::: Record extracts

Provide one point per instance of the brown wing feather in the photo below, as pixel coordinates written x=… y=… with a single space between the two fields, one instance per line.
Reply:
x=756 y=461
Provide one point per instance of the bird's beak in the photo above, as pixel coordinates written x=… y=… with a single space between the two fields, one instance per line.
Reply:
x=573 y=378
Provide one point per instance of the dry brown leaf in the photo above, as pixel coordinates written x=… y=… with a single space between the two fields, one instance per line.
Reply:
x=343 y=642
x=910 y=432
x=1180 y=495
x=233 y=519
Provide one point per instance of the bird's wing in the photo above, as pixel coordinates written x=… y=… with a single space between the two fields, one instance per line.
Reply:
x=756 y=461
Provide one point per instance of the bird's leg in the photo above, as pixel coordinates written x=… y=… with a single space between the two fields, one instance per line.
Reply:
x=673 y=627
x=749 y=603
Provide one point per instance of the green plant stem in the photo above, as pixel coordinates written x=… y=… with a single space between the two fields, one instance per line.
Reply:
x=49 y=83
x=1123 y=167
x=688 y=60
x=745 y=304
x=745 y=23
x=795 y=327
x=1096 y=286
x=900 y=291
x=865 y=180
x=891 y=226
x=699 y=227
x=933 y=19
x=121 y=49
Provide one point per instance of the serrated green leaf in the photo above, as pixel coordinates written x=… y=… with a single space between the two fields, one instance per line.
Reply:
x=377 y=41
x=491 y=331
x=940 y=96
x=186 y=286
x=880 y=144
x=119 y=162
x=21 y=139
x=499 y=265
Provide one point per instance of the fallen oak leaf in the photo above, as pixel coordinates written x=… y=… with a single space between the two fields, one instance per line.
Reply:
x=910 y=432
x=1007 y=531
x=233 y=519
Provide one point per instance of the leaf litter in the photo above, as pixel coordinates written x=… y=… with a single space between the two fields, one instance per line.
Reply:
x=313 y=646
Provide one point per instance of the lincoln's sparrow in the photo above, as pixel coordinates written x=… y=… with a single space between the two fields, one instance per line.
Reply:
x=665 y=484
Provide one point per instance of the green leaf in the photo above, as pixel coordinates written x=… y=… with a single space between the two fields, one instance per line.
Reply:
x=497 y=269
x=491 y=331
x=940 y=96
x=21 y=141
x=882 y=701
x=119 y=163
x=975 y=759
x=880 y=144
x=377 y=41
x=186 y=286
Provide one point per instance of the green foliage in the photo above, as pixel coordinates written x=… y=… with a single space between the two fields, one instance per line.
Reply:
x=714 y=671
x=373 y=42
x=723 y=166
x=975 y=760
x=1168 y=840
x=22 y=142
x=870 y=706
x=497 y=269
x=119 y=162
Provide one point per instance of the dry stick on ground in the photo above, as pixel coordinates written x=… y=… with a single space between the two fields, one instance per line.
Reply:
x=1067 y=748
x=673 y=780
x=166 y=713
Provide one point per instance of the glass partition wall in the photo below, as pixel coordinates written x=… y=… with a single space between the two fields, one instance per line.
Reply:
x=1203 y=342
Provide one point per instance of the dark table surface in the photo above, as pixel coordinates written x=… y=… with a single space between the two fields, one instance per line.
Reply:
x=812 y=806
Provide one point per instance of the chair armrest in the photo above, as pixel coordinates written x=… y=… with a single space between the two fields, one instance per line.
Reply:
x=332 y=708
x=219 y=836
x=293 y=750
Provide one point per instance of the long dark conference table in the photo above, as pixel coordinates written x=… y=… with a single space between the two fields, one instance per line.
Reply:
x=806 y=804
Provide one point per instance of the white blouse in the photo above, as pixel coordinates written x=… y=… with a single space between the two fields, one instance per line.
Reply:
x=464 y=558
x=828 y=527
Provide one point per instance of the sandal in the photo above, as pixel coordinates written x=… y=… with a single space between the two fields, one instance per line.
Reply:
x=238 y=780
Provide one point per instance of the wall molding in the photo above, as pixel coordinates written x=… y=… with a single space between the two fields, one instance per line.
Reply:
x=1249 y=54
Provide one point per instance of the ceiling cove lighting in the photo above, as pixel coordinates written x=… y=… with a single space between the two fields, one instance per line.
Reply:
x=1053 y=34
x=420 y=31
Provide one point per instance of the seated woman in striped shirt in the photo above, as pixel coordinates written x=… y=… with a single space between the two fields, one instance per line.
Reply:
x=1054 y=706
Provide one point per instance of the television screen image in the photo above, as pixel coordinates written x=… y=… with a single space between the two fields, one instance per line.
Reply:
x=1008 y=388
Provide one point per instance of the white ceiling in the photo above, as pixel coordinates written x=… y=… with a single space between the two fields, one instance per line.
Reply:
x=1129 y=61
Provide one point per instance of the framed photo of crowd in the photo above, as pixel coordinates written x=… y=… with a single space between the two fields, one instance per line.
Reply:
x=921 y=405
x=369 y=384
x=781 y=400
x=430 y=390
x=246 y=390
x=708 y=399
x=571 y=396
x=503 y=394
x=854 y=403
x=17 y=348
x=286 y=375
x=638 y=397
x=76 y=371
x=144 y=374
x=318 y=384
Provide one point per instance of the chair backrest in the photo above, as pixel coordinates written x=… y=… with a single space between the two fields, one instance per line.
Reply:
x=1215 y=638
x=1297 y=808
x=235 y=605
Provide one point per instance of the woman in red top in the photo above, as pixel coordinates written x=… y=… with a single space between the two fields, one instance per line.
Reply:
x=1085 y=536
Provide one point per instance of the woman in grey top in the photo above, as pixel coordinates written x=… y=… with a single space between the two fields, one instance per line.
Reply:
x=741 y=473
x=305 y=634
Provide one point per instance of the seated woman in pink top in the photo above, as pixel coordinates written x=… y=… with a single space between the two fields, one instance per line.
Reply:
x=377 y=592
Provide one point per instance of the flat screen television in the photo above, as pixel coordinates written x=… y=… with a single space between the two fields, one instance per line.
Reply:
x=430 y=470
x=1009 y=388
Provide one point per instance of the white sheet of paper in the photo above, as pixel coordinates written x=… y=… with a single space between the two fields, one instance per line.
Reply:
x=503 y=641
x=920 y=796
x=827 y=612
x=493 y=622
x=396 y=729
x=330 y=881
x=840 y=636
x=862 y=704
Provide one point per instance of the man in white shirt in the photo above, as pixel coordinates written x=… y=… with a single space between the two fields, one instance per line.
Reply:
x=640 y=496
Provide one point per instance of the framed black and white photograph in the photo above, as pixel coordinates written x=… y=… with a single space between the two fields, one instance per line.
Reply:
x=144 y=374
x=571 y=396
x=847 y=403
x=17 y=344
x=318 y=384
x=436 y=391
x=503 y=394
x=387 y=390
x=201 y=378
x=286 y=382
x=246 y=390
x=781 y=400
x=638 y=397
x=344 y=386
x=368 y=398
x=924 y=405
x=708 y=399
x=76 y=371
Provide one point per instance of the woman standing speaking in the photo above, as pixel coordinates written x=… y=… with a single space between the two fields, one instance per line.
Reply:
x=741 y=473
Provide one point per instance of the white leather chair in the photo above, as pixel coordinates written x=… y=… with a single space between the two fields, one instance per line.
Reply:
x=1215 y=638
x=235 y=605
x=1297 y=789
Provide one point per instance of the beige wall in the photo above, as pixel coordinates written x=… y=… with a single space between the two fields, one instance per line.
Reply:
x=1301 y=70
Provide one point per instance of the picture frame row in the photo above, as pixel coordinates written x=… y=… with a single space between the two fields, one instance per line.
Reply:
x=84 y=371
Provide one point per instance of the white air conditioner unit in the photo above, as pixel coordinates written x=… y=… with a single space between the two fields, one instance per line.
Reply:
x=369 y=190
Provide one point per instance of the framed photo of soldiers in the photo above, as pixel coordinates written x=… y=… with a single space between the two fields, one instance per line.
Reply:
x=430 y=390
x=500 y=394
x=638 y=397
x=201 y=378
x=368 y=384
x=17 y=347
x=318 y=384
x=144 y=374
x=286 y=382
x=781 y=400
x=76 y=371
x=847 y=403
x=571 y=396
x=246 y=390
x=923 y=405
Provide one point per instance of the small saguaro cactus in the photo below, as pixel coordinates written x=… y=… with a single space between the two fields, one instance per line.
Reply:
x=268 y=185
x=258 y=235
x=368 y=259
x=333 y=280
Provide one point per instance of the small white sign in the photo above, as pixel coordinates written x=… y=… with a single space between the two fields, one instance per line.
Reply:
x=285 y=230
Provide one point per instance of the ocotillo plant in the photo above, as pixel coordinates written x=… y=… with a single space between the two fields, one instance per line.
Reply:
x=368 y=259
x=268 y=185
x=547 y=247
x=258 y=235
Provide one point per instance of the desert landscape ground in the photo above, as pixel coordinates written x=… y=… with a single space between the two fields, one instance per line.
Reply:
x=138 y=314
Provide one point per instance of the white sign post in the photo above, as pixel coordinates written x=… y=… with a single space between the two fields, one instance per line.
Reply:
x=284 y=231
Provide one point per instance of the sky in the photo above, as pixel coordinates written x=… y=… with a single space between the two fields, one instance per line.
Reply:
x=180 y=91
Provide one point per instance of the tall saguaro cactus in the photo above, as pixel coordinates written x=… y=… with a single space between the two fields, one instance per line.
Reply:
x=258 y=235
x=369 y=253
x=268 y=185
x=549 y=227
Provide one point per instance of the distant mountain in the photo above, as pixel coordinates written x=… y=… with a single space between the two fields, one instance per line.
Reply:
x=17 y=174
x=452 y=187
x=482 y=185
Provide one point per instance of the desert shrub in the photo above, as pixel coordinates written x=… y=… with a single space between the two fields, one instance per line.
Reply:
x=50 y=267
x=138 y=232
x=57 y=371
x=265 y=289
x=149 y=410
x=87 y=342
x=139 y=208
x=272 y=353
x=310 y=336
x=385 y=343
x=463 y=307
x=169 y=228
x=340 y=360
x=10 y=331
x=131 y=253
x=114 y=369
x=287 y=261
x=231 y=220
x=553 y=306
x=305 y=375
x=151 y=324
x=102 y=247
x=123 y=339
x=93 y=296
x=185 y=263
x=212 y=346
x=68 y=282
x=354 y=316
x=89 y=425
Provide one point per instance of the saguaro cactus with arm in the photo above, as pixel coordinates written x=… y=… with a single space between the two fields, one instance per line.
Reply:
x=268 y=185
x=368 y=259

::::::

**Stated problem**
Rewrite the data from the line containing "Provide one point per instance of the distant" through the end, swapping "desert shrub" for "low bush" and leaving everything else unchanged.

**The answer**
Provide one point per instance of the distant mountain in the photo above, as pixel coordinates written x=… y=… with a single space between the two fields, one instance per line.
Reply:
x=17 y=174
x=452 y=187
x=482 y=185
Provide one point per instance of the low bush in the photo above, as pixel coordinates written x=… y=… with a single space between the two fields, one instance per line.
Reply:
x=50 y=267
x=138 y=232
x=57 y=371
x=265 y=289
x=149 y=410
x=87 y=342
x=139 y=208
x=272 y=353
x=310 y=336
x=385 y=343
x=463 y=307
x=169 y=228
x=340 y=360
x=10 y=331
x=131 y=253
x=114 y=369
x=287 y=261
x=231 y=220
x=553 y=306
x=305 y=375
x=151 y=324
x=102 y=247
x=123 y=339
x=93 y=296
x=185 y=263
x=212 y=346
x=68 y=282
x=354 y=316
x=89 y=425
Provide one point per instance of the saguaro cactus with arm in the photo above, as pixel coordinates written x=… y=… with a single space between the two fields, one instance per line.
Reply:
x=268 y=185
x=368 y=259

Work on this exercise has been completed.